ASSIGNMENT: Print every item below word for word, leaving out the pictures.

RECORD SET:
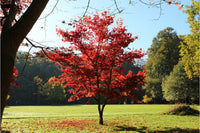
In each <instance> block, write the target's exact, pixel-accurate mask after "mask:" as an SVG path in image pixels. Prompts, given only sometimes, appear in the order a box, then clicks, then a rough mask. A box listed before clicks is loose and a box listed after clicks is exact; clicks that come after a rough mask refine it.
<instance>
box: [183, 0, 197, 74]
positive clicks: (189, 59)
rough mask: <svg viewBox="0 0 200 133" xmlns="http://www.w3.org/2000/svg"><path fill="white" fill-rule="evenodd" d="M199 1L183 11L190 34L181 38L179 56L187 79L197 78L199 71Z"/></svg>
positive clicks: (193, 1)
mask: <svg viewBox="0 0 200 133" xmlns="http://www.w3.org/2000/svg"><path fill="white" fill-rule="evenodd" d="M199 11H200V1H193V2H192V5H191V6H187V9H186V10H185V11H184V12H185V13H186V14H187V15H188V18H187V21H186V22H187V23H189V24H190V29H191V30H190V34H188V35H186V36H183V39H184V42H183V43H181V45H180V47H181V50H180V53H181V54H180V55H181V56H182V61H183V63H184V69H185V71H186V73H187V75H188V77H189V78H193V77H197V76H199V71H200V67H199V64H200V60H199V55H200V41H199V40H200V29H199V26H200V15H199Z"/></svg>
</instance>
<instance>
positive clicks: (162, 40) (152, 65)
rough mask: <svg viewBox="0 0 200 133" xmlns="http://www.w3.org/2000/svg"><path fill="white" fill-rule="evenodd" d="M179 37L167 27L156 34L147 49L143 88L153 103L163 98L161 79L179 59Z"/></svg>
mask: <svg viewBox="0 0 200 133" xmlns="http://www.w3.org/2000/svg"><path fill="white" fill-rule="evenodd" d="M179 45H180V39H179V37H178V36H177V34H176V32H175V31H174V29H173V28H171V27H168V28H166V29H164V30H162V31H160V32H159V33H158V34H157V37H155V38H154V39H153V42H152V45H151V48H149V49H148V59H147V63H146V65H145V66H144V69H145V70H147V73H146V82H147V83H148V84H146V85H145V86H144V89H146V92H147V93H149V94H150V95H151V96H152V98H154V102H155V103H160V102H162V100H163V93H162V86H161V84H162V79H163V78H164V77H165V76H166V75H169V73H170V72H171V71H172V70H173V67H174V65H176V64H177V63H178V60H179V50H180V49H179Z"/></svg>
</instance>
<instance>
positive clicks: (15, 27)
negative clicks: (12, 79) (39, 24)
mask: <svg viewBox="0 0 200 133" xmlns="http://www.w3.org/2000/svg"><path fill="white" fill-rule="evenodd" d="M48 1H49V0H33V2H32V3H31V5H30V6H29V8H28V9H27V10H26V12H25V13H24V14H23V15H22V17H21V18H20V19H19V21H18V22H16V24H15V25H14V26H12V25H11V23H12V22H10V19H12V18H7V20H5V23H4V25H3V27H2V32H1V120H2V115H3V111H4V108H5V106H6V101H7V96H8V93H9V89H10V83H11V80H12V74H13V67H14V60H15V56H16V52H17V50H18V48H19V46H20V44H21V42H22V41H23V39H24V38H25V37H26V35H27V34H28V33H29V31H30V30H31V29H32V27H33V25H34V24H35V22H36V21H37V19H38V18H39V16H40V14H41V13H42V11H43V10H44V8H45V7H46V4H47V3H48ZM15 13H16V12H13V14H11V15H10V17H13V16H15ZM12 20H14V19H12Z"/></svg>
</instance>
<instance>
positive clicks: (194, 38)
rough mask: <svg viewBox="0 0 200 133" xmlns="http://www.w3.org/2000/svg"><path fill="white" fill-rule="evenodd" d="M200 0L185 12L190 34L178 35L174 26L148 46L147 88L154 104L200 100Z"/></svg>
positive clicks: (159, 34) (152, 41) (154, 40)
mask: <svg viewBox="0 0 200 133" xmlns="http://www.w3.org/2000/svg"><path fill="white" fill-rule="evenodd" d="M199 5H200V2H199V1H198V2H197V1H193V2H192V5H191V6H187V9H186V10H185V11H184V12H185V13H186V14H187V15H188V18H187V23H189V26H190V28H191V30H190V34H188V35H183V36H178V35H177V34H176V32H175V31H174V29H173V28H171V27H168V28H166V29H164V30H162V31H160V32H159V33H158V34H157V36H156V37H155V38H154V39H153V41H152V45H151V47H150V48H149V49H148V52H149V53H148V59H147V62H146V65H145V67H144V68H145V69H146V70H147V74H146V81H147V82H148V84H147V85H146V86H145V87H144V89H145V90H146V93H147V94H148V95H149V96H150V97H152V98H153V101H154V103H163V102H165V101H168V102H172V103H199V69H200V67H199V64H200V60H199V55H200V53H199V52H200V45H199V44H200V42H199V38H200V30H199V25H200V23H199V20H200V16H199V11H200V8H199Z"/></svg>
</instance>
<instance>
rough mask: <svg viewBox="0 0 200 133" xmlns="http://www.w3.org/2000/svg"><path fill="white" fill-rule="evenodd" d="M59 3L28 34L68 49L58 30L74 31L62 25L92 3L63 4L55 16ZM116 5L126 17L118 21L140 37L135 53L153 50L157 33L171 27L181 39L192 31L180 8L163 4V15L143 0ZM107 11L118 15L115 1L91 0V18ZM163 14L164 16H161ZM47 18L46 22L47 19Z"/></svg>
mask: <svg viewBox="0 0 200 133" xmlns="http://www.w3.org/2000/svg"><path fill="white" fill-rule="evenodd" d="M56 1H57V0H51V1H50V2H49V3H48V5H47V7H46V9H45V11H44V12H43V14H42V15H41V17H40V19H39V20H38V21H37V23H36V24H35V25H34V27H33V29H32V30H31V32H30V33H29V34H28V38H30V39H32V40H34V41H37V42H40V43H41V44H43V45H46V46H51V47H55V46H68V45H67V44H66V43H63V42H62V41H61V38H60V37H59V36H58V35H57V34H56V27H57V28H61V29H64V30H66V29H69V28H70V27H69V26H68V25H67V24H64V23H62V22H63V21H65V22H66V23H67V22H69V21H70V19H71V18H72V19H76V18H77V16H82V15H83V14H84V12H85V9H86V7H87V4H88V3H87V2H88V1H87V0H59V2H58V4H57V6H56V8H55V9H54V10H53V12H51V11H52V9H53V8H54V6H55V4H56ZM143 1H150V0H143ZM116 2H117V5H118V8H119V9H120V10H123V12H122V13H120V14H116V19H117V18H122V19H123V20H124V25H125V26H126V27H127V29H128V32H130V33H132V34H133V35H134V36H138V39H137V40H136V41H135V42H134V43H132V44H131V46H130V48H132V49H139V48H142V49H144V50H145V51H146V50H147V49H148V48H150V46H151V44H152V40H153V38H154V37H156V35H157V33H158V32H159V31H161V30H163V29H165V28H167V27H172V28H174V30H175V31H176V32H177V34H178V35H183V34H188V33H189V31H190V29H189V25H188V24H187V23H185V21H186V20H187V15H186V14H185V13H183V12H182V10H179V9H178V6H175V5H167V4H163V5H162V8H161V9H162V10H161V11H162V12H160V8H149V7H148V6H147V5H144V4H142V3H141V2H139V0H134V1H132V2H131V5H130V4H129V0H117V1H116ZM181 3H182V4H184V5H191V0H181ZM107 9H110V11H111V12H114V13H116V12H117V10H116V5H115V3H114V0H90V6H89V9H88V11H87V14H88V15H92V13H95V12H96V11H98V12H101V11H104V10H107ZM184 9H185V8H183V10H184ZM49 13H50V14H49ZM160 13H162V14H161V16H160ZM48 14H49V15H48ZM45 16H46V18H44V17H45ZM19 50H23V51H24V50H26V51H27V50H28V49H27V48H24V47H20V49H19ZM33 51H34V50H33Z"/></svg>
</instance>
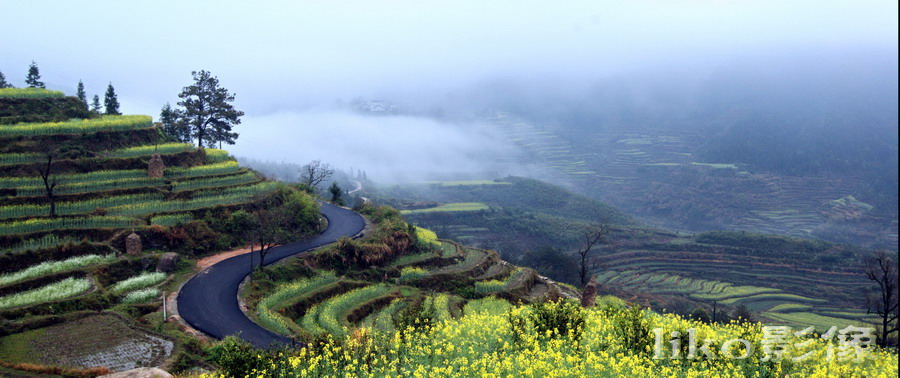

RESPONSE TO THIS EXERCISE:
In each <instance> block, write the target's exact, pixel-accurate mask after "mask:" as an SVG path in image pixels. Prompts, given only sometimes, appear in the order a box, then clicks, then a rough mask. A box listed before clicks is loose and a box listed after clicks is exact; clicks that come after a rough mask refine it.
<instance>
box: [183, 0, 197, 74]
positive clicks: (189, 59)
rough mask: <svg viewBox="0 0 200 133" xmlns="http://www.w3.org/2000/svg"><path fill="white" fill-rule="evenodd" d="M199 1L183 11L190 34L181 38L179 56L187 79L197 78L199 71Z"/></svg>
positive clicks: (193, 1)
mask: <svg viewBox="0 0 200 133" xmlns="http://www.w3.org/2000/svg"><path fill="white" fill-rule="evenodd" d="M199 11H200V1H193V2H192V5H191V6H187V9H186V10H185V11H184V12H185V13H186V14H187V15H188V18H187V21H186V22H187V23H189V24H190V29H191V30H190V34H188V35H186V36H183V39H184V42H183V43H181V45H180V47H181V50H180V53H181V54H180V55H181V56H182V61H183V63H184V69H185V71H186V73H187V75H188V77H189V78H193V77H197V76H199V71H200V67H199V64H200V60H199V55H200V41H199V40H200V29H199V26H200V15H199Z"/></svg>
</instance>
<instance>
positive clicks: (162, 40) (152, 65)
rough mask: <svg viewBox="0 0 200 133" xmlns="http://www.w3.org/2000/svg"><path fill="white" fill-rule="evenodd" d="M179 37L167 27L156 34L147 49L143 88L153 103L163 98L161 79L179 59Z"/></svg>
mask: <svg viewBox="0 0 200 133" xmlns="http://www.w3.org/2000/svg"><path fill="white" fill-rule="evenodd" d="M179 45H180V39H179V37H178V36H177V34H176V32H175V31H174V29H173V28H171V27H168V28H166V29H164V30H162V31H160V32H159V33H158V34H157V37H155V38H154V39H153V42H152V45H151V48H149V49H148V59H147V63H146V65H145V66H144V69H145V70H147V73H146V82H147V83H148V84H146V85H145V86H144V89H146V92H147V93H149V94H150V95H151V96H152V98H154V102H155V103H160V102H162V100H163V93H162V86H161V84H162V79H163V78H164V77H165V76H166V75H169V73H170V72H171V71H172V70H173V67H174V65H176V64H177V63H178V60H179V50H180V49H179Z"/></svg>
</instance>
<instance>
positive clicks: (15, 27)
negative clicks: (12, 79) (39, 24)
mask: <svg viewBox="0 0 200 133" xmlns="http://www.w3.org/2000/svg"><path fill="white" fill-rule="evenodd" d="M48 1H49V0H33V2H32V3H31V5H30V6H29V8H28V9H27V10H26V12H25V13H24V14H23V15H22V17H21V18H20V19H19V21H18V22H16V24H15V25H14V26H12V25H11V23H12V22H10V19H12V18H7V20H5V23H4V25H3V27H2V32H1V120H2V115H3V111H4V108H5V106H6V101H7V96H8V93H9V89H10V83H11V80H12V74H13V67H14V60H15V56H16V52H17V50H18V48H19V46H20V44H21V42H22V41H23V39H24V38H25V37H26V35H27V34H28V33H29V31H30V30H31V29H32V27H33V25H34V24H35V22H36V21H37V19H38V18H39V16H40V14H41V13H42V11H43V10H44V8H45V7H46V4H47V3H48ZM15 13H16V12H13V14H11V15H10V17H13V16H15ZM12 20H14V19H12Z"/></svg>
</instance>
<instance>
positive clicks: (194, 38)
rough mask: <svg viewBox="0 0 200 133" xmlns="http://www.w3.org/2000/svg"><path fill="white" fill-rule="evenodd" d="M200 0L185 12L190 34L178 35L174 26L148 46L147 88L154 104L200 100Z"/></svg>
positive clicks: (159, 34) (152, 41) (154, 40)
mask: <svg viewBox="0 0 200 133" xmlns="http://www.w3.org/2000/svg"><path fill="white" fill-rule="evenodd" d="M199 5H200V2H199V1H198V2H197V1H193V2H192V5H191V6H187V9H186V10H185V11H184V12H185V13H186V14H187V15H188V18H187V23H189V26H190V28H191V30H190V34H188V35H183V36H178V35H177V34H176V32H175V31H174V29H173V28H171V27H168V28H166V29H164V30H162V31H160V32H159V33H158V34H157V36H156V37H155V38H154V39H153V41H152V45H151V47H150V48H149V49H148V52H149V53H148V59H147V62H146V65H145V67H144V68H145V69H146V70H147V74H146V81H147V82H148V84H147V85H146V86H145V87H144V89H145V90H146V93H147V94H148V95H149V96H150V97H152V98H153V101H154V103H163V102H165V101H168V102H172V103H199V69H200V67H199V64H200V60H199V55H200V53H199V52H200V45H199V44H200V42H199V38H200V30H199V25H200V23H199V20H200V16H199V11H200V8H199Z"/></svg>
</instance>
<instance>
rough mask: <svg viewBox="0 0 200 133" xmlns="http://www.w3.org/2000/svg"><path fill="white" fill-rule="evenodd" d="M59 3L28 34L68 49L58 30L74 31L62 25L92 3L63 4L55 16ZM116 5L126 17L118 21L140 37L135 53L153 50L157 33L171 27L181 39L192 31L180 8L163 4V15L143 0ZM107 11L118 15L115 1L91 0V18ZM163 14L164 16H161ZM47 18L46 22L47 19Z"/></svg>
mask: <svg viewBox="0 0 200 133" xmlns="http://www.w3.org/2000/svg"><path fill="white" fill-rule="evenodd" d="M56 1H57V0H51V1H50V2H49V3H48V5H47V7H46V9H45V11H44V12H43V14H42V15H41V17H40V19H39V20H38V21H37V23H36V24H35V25H34V27H33V29H32V30H31V32H30V33H29V34H28V38H30V39H32V40H34V41H37V42H40V43H41V44H43V45H46V46H51V47H55V46H68V45H67V44H66V43H63V42H62V41H61V38H60V37H59V36H58V35H57V34H56V27H57V28H61V29H64V30H66V29H69V28H70V27H69V26H68V25H67V24H64V23H62V22H63V21H65V22H66V23H67V22H69V21H70V19H71V18H72V19H76V18H77V16H82V15H83V14H84V12H85V9H86V7H87V4H88V3H87V2H88V1H87V0H59V2H58V4H57V6H56V8H55V9H54V10H53V12H51V11H52V9H53V8H54V6H55V4H56ZM143 1H150V0H143ZM116 2H117V5H118V8H119V9H120V10H123V12H122V13H120V14H116V19H117V18H122V19H123V20H124V25H125V26H126V27H127V29H128V32H130V33H132V34H133V35H134V36H138V39H137V40H136V41H135V42H134V43H132V44H131V46H130V48H132V49H139V48H142V49H144V50H145V51H146V50H147V49H148V48H150V46H151V44H152V40H153V38H154V37H156V35H157V33H158V32H159V31H161V30H163V29H165V28H167V27H172V28H174V30H175V31H176V32H177V34H178V35H183V34H188V33H189V31H190V29H189V25H188V24H187V23H185V21H186V20H187V15H186V14H185V13H183V12H182V10H179V9H178V6H175V5H167V4H163V5H162V8H161V9H162V10H161V11H162V12H160V8H149V7H148V6H147V5H144V4H142V3H141V2H139V0H134V1H132V2H131V5H130V4H129V0H117V1H116ZM181 3H182V4H184V5H191V0H181ZM107 9H110V11H111V12H114V13H116V12H117V10H116V5H115V3H114V0H90V6H89V9H88V11H87V14H88V15H92V13H95V12H96V11H98V12H101V11H104V10H107ZM184 9H185V8H183V10H184ZM49 13H50V14H49ZM160 13H162V14H161V16H160ZM48 14H49V15H48ZM45 16H46V18H44V17H45ZM19 50H23V51H24V50H26V51H27V50H28V49H27V48H24V47H20V49H19ZM33 51H34V50H33Z"/></svg>
</instance>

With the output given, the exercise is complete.